** start Task material **
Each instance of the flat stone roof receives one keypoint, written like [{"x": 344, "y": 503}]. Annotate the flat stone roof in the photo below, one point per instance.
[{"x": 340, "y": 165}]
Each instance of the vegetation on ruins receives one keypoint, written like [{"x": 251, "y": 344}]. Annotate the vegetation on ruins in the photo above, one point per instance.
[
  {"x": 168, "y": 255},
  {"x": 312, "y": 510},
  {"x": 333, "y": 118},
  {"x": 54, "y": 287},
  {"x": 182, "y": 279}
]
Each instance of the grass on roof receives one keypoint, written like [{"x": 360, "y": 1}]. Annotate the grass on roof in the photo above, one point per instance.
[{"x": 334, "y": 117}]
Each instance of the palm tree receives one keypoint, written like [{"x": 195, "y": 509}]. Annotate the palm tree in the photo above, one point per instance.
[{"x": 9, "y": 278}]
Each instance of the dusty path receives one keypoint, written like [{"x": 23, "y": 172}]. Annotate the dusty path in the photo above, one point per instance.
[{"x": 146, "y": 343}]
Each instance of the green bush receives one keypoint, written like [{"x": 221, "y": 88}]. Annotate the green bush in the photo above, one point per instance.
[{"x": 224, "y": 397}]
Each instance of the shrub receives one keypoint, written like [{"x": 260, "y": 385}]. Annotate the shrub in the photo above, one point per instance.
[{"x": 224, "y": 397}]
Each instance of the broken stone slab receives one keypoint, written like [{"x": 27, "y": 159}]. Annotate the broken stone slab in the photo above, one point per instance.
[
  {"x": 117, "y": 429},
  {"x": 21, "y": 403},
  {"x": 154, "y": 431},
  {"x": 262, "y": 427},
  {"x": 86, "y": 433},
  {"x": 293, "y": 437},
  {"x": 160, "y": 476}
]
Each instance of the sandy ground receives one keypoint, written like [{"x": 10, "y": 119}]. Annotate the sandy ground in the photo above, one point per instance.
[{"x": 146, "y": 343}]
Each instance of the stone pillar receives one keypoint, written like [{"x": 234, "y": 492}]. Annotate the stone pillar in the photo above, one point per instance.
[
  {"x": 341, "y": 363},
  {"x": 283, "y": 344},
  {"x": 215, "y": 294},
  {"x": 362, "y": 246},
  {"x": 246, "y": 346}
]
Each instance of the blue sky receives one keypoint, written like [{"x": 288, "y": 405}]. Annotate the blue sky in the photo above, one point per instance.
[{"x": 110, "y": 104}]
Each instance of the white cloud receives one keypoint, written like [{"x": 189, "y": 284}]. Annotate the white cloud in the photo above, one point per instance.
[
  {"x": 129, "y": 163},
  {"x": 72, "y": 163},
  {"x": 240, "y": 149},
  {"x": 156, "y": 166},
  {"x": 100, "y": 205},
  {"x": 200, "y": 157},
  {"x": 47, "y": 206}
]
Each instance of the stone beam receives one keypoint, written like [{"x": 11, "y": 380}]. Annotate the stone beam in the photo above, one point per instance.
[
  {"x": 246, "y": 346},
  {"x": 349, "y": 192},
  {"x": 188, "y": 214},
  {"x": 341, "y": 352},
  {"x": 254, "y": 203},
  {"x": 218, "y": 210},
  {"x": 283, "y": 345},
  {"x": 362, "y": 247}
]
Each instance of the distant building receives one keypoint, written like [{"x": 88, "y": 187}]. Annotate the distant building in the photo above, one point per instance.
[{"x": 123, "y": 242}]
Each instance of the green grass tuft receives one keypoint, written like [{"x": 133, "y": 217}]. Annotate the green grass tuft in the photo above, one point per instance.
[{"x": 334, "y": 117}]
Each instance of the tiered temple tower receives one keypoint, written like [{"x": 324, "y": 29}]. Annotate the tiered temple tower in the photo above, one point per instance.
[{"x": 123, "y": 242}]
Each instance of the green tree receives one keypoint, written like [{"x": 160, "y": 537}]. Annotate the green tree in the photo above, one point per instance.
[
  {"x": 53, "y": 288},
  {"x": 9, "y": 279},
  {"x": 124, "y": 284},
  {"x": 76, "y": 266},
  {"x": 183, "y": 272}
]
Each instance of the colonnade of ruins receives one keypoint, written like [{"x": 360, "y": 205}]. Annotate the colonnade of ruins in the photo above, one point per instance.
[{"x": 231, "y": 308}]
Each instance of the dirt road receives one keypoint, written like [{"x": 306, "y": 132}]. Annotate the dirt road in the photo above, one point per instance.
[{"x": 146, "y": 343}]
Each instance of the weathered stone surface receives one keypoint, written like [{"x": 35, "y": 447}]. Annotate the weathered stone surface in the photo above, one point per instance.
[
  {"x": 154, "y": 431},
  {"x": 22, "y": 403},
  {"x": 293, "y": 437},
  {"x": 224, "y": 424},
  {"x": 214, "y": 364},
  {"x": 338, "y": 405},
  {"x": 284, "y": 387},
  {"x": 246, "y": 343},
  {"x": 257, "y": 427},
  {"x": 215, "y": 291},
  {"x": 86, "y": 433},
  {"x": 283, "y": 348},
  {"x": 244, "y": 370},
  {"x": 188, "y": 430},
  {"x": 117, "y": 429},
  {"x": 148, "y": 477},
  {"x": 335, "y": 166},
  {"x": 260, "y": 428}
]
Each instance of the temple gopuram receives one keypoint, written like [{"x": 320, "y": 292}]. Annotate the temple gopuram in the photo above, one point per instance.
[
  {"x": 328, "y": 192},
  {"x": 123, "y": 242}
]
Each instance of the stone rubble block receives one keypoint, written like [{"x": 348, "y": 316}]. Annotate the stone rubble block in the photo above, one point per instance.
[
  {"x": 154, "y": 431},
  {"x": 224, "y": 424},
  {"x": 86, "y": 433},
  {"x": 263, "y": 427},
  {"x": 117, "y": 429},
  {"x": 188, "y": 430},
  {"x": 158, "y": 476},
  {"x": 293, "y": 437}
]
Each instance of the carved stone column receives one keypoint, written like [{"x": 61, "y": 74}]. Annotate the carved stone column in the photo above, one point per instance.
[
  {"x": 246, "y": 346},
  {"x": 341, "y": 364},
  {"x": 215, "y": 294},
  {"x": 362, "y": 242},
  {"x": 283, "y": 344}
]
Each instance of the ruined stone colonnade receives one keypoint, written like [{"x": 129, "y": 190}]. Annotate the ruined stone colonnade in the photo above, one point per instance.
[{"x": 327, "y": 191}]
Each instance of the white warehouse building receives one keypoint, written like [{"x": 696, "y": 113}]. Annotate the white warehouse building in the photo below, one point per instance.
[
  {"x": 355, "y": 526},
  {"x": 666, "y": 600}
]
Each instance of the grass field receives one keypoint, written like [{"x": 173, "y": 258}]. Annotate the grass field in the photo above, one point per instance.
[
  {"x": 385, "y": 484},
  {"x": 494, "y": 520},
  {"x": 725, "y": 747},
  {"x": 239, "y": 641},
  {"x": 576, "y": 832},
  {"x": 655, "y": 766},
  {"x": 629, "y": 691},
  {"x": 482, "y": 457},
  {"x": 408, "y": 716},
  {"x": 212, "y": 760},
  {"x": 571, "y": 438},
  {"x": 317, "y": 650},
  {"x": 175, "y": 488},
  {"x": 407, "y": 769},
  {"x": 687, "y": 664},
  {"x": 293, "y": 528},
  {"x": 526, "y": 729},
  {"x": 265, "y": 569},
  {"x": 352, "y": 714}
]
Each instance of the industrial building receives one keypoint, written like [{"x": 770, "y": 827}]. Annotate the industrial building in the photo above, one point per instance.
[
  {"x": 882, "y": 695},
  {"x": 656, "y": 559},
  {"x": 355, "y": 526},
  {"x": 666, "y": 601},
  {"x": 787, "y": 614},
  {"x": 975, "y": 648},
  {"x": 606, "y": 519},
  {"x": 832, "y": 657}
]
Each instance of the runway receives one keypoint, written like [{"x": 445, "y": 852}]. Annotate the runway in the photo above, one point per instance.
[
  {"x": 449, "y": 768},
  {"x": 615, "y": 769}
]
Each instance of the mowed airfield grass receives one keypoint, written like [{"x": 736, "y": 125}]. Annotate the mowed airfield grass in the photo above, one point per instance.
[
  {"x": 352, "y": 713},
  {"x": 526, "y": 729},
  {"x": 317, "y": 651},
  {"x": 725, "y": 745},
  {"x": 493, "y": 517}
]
** end Task material **
→ **Task to complete**
Return exactly the lines from the one containing "Each instance of the industrial" through the last line of the records above, both included, and nothing else.

→ **Output**
Each instance of the industrial building receives one keypoint, written like [{"x": 770, "y": 827}]. Annotate the industrial building in the photo above, one point per instance.
[
  {"x": 882, "y": 695},
  {"x": 656, "y": 559},
  {"x": 355, "y": 526},
  {"x": 666, "y": 601},
  {"x": 787, "y": 614},
  {"x": 975, "y": 648},
  {"x": 606, "y": 519},
  {"x": 832, "y": 657}
]
Each instance of the runway receives one keypoint, written like [{"x": 445, "y": 852}]. Annotate the runway in the photo above, one point per instance.
[
  {"x": 449, "y": 768},
  {"x": 615, "y": 769}
]
Each instance of the mowed airfield grass receives one keypoint, written like [{"x": 736, "y": 125}]. Annotate the mowed airfield grass in the photo above, one point per instance.
[
  {"x": 352, "y": 713},
  {"x": 526, "y": 729},
  {"x": 317, "y": 651},
  {"x": 725, "y": 745},
  {"x": 493, "y": 517}
]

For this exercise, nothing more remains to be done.